Supplied passage >>
------------------------

Identification of proteins that interact with pre-mRNAs encompassing the antisense target for intron retention. (A) Intron retention levels for wild type and mutated reporter constructs (IC D-C) following transient transfections into HEK293T cells. Mutations are shown in Supplementary Table S2. RNA products are to the right. The presence of predicted RNA quadruplexes, hairpins H1/H2 and the upstream and downstream C4 run are indicated below the gel figure. Error bars denote SDs obtained from two replicate experiments. (B) Intron retention levels of tested RNAs correlate with their predicted stabilities across the antisense target. (C) Western blot analysis of a pull-down assay with antibodies indicated to the right. NE, nuclear extracts; B, beads-only control; AV3, control RNA oligo containing a cytosine run and a 3' ss AG (7). The sequence of CD5 RNA is shown in Figure 4A.

Protein–RNA interactions in the region targeted by winner SSOs

To identify proteins that interact with RNAs encompassing the antisense target and/or associated canonical and noncanonical structures, we carried out pull-down assays using wild type and del5 RNAs transcribed from T7-tagged PCR products, a synthetic RNA (CD5) representing the target sequence, and a control oligo containing a 3' ss CAG, termed AV3. Western blotting showed that both wild type and del5 transcripts bound hnRNPs F/H but this binding was absent for CD5 (Figure 7C). These proteins were also detected by MS/MS analysis of differentially stained fragments from pull down gels with wild type and del5 RNAs as compared to beads-only controls (data not shown). Two antibodies against SRSF2, which showed the highest score for putative binding activity among several SR proteins (Supplementary Figure S2), failed to detect any specific interaction (Figure 7C). Although the signal from hnRNP E1/E2, which constitute a major poly(C) binding activity in mammalian cells (46), was above background for del5 (Figure 7C), we observed no change in intron retention in cells lacking hnRNP E1/E2 (data not shown).

------------------------

Work item >>
Please pick up the passage on protein–RNA interactions at the antisense target and continue it after its final sentence.

Supplied data >>
------------------------

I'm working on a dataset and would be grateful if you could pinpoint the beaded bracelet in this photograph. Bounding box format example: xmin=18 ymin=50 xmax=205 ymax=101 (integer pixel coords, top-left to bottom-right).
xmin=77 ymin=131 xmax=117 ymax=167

------------------------

Reply >>
Splicing pattern of G-rich and G-poor reporters upon DHX36 depletion

RNA G-quadruplexes bind helicase DHX36, which is capable of converting quadruplex RNA to a stable duplex and is a major source of quadruplex-resolving activity in HeLa cells (26,47). DHX36 was crosslinked to an intronic splicing enhancer in the ATM pre-mRNA (48) and could unwind the quadruplex structure within the 5' region of TERC (26). To test if DHX36 depletion can influence INS splicing, we transiently transfected G-quadruplex-poor and -rich reporters (Figure 8A, Table 1) into depleted cells. Control constructs were chosen to give approximately equal representation of spliced products, which was achieved by weakening the branch site (24), thus providing a sensitive ex vivo splicing assay. However, despite efficient DHX36 depletion (Figure 8B), we did not see statistically significant alterations of INS intron 1 retention in either short or long constructs, nor did we observe major changes in G-poor and G-rich controls (Figure 8C–E and data not shown). These results are in agreement with a previous lack of significant enrichment of quadruplex sequences among transcripts downregulated in DHX36-depleted cells (49) and with the absence of ATM response to the knockdown (48).

Figure 8.

Splicing pattern of quadruplex-rich and -poor minigenes upon DHX36 depletion. (A) Schematics of reporter constructs. Predicted quadruplexes are denoted by black rectangles; their densities are shown in Table 1. Exons (boxes) are numbered; forward slash denotes shortening of F9 intron 3 (24). The F9 and TSC2 minigenes contain branch point substitutions c.253–25C and c.5069–18C, respectively, that impair splicing (24). Cr5' ss-104; cryptic 5' ss 104 upstream of authentic 5' ss of intron 2. (B) Immunoblot with antibodies against DHX36. sc, scrambled siRNA; c, untreated cells. Error bars are SDs of two transfection experiments. (C–E) Intron retention and exon skipping of the indicated reporters. The final concentration of DHX36 siRNA was 50 nM. RNA products are shown schematically to the right. Error bars are SDs of two transfection experiments.

Table 1.

Density of predicted RNA G-quadruplexes in reporter constructs

Reporter	TSC2	F9	INS
G-quadruplexes per nucleotide^a	0.25	0.05	0.27
G score per nucleotide^a	0.20	0.04	0.22

aThe length of non-overlapping quadruplex sequences and their G scores were computed as described (50).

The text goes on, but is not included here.